Testo di partenza ▸
-.-.-
Una suggestiva tarsia marmorea conservata nel Museo Nazionale dell’Alto Medioevo di Roma
Se si vuole tuffarsi negli ultimi secoli di vita dell’Impero Romano, nei primi secoli dell’Era Cristiana e nei primi secoli dell’Alto Medioevo, c’è un posto che permette di viaggiare comodamente nella storia, è il bellissimo Museo Nazionale dell’Alto Medioevo di Roma. Sveleremo nelle prossime pagine un capolavoro conservato nelle sue stanze

La tarsia marmorea di Porta Marina conservata nel Museo Nazionale dell’Alto Medioevo di Roma

Approfittare della domenica gratuita e del fratello romano permette di scoprire luoghi diversi da Napoli, ovviamente non potevo che prediligere un monumento particolare, la scelta, per nulla casuale, è caduta sul Museo Nazionale dell’Alto Medioevo sito in zona EUR, merita veramente una visita.

Qui potete ammirare oggetti meravigliosi realizzati da chi è stato etichettato come barbaro, infatti molti di essi sono stati prodotti da quei strani Longobardi venuti da lontano come conquistatori e divenuti a loro volta conquistati dalla complessa e multietnica cultura italica (Roma è «Caput Mundi» anche nei primi secoli del Medioevo; invasioni, conquiste e commercio non si sono mai fermati), osmosi che ha prodotto piccoli capolavori quotidiani.

Oggi voglio mostrarvi un capolavoro che merita tanta ammirazione, è la tarsia marmorea di Porta Marina a Ostia.
-.-.-
Compiti richiesti ▸
• 1. Trasforma in un elenco puntato il paragrafo del testo sul Museo Nazionale dell'Alto Medioevo che comincia con «Qui potete ammirare oggetti meravigliosi», conservandone i fatti principali.
• 2. Traduci in inglese questa frase del testo sul Museo Nazionale dell'Alto Medioevo: «Oggi voglio mostrarvi un capolavoro che merita tanta ammirazione, è la tarsia marmorea di Porta Marina a Ostia.»
• 3. Per favore, scrivi il seguito del testo sul Museo Nazionale dell'Alto Medioevo partendo dopo la sua ultima frase.

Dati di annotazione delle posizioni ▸
-.-.-
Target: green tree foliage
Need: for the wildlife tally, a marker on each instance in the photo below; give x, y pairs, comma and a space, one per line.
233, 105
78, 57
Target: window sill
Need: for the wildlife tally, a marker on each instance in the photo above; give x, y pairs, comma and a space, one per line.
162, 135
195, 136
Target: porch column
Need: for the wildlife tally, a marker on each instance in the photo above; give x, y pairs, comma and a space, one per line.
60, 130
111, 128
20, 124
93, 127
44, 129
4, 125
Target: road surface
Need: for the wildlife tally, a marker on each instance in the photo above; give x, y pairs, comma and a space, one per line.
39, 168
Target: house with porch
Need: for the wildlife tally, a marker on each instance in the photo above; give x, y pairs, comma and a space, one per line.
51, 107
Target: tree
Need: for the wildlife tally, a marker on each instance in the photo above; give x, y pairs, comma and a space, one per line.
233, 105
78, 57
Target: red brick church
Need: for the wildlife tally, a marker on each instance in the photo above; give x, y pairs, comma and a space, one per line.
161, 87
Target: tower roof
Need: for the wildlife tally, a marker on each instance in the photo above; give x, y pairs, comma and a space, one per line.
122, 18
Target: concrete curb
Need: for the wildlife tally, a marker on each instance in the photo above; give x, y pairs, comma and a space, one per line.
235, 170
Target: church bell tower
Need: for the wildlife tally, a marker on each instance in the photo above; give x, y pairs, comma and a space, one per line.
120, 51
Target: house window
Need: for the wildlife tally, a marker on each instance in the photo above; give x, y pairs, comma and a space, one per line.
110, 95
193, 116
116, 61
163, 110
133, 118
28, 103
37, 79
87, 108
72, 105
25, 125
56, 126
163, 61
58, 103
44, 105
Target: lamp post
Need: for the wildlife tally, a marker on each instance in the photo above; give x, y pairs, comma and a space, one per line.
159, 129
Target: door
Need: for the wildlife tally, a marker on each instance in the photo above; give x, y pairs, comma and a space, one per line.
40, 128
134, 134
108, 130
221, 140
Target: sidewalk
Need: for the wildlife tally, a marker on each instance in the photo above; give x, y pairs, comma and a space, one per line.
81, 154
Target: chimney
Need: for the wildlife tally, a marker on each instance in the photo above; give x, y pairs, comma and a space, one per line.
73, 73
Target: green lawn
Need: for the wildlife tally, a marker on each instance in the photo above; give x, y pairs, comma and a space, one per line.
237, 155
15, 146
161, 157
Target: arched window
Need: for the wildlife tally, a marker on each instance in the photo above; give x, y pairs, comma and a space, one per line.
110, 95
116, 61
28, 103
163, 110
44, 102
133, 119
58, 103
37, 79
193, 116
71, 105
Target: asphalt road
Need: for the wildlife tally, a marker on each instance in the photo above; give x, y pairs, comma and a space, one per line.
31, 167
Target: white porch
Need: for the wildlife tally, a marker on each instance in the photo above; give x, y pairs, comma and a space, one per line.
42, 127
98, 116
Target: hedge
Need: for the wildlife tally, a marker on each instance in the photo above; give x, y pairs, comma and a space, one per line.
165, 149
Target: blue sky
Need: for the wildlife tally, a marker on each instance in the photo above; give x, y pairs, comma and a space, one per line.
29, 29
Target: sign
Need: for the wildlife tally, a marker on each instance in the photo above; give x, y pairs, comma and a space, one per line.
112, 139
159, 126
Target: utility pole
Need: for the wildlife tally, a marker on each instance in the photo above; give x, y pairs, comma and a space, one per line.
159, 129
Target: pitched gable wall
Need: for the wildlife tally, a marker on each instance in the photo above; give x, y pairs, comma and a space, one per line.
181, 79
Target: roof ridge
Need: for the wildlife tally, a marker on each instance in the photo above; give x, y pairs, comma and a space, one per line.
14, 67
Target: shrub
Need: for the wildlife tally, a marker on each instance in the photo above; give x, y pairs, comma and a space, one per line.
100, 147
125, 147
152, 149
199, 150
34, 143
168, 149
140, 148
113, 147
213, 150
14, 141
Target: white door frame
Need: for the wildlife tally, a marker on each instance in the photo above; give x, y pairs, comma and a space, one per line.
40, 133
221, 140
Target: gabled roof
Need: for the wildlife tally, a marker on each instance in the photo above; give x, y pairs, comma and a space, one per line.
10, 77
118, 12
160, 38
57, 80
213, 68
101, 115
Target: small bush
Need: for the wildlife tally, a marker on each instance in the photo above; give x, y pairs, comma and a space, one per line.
-.-.-
Risposte fornite ▸
• 1.
- Il museo espone oggetti meravigliosi realizzati da chi è stato etichettato come barbaro.
- Molti di questi oggetti sono stati prodotti dai Longobardi, giunti da lontano come conquistatori.
- I Longobardi sono stati a loro volta conquistati dalla complessa e multietnica cultura italica.
- Anche nei primi secoli del Medioevo Roma è «Caput Mundi»: invasioni, conquiste e commercio non si sono mai fermati.
- Da questa osmosi sono nati piccoli capolavori quotidiani.

• 2. Today I want to show you a masterpiece that deserves great admiration: the marble inlay of Porta Marina in Ostia.

• 3.
Il capolavoro in questione è composto da una serie di tarsie marmoree rinvenute a Ostia Antica in una «domus» fuori Porta Marina ed è uno dei prodotti artistici più alti raggiunti dall’arte tardo imperiale nel IV secolo dopo Cristo; lo so che cosa state pensando, quelli realizzati nei secoli precedenti non sono anch’essi dei capolavori? Sì, avete ragione, sono tutti capolavori, ma vuoi per il tipo di allestimento scelto, vuoi per la bellezza intrinseca dei marmi policromi, vuoi per la perizia tecnica con cui sono stati realizzati ma entrare in una stanza totalmente ricoperta da tarsie marmoree – meglio dire «opus sectile» – che mostrano figure umane, animali, elementi architettonici minuziosamente resi dal sapiente uso del chiaroscuro fa un certo effetto.

Prima di descrivere questo trionfo di marmi policromi assemblati in modo sublime è giusto dare qualche informazione sulla «domus» e sugli scavi archeologici che l’hanno riportata alla luce.


Ostia Antica, ameno luogo di villeggiatura

Ostia Antica è sempre stata strettamente legata alla vita di Roma, prima come suo porto poi con lo spostamento dei traffici commerciali divenne un ameno posto di ristoro per i suoi ceti più ricchi e agiati composti da alti funzionari amministrativi con la passione per il commercio, e facoltosi senatori.

Scelta che proseguì anche nel IV secolo dopo Cristo e, nonostante la complessità politica, economica nonché sociale che caratterizzò la fine dell’Impero e l’inizio dell’Alto Medioevo, i ricchi Romani non rinunciarono al lusso e continuarono a costruire ville le cui stanze più importanti e rappresentative erano abbellite da raffinate tarsie marmoree, le pareti affrescate erano considerate «cose da poveri».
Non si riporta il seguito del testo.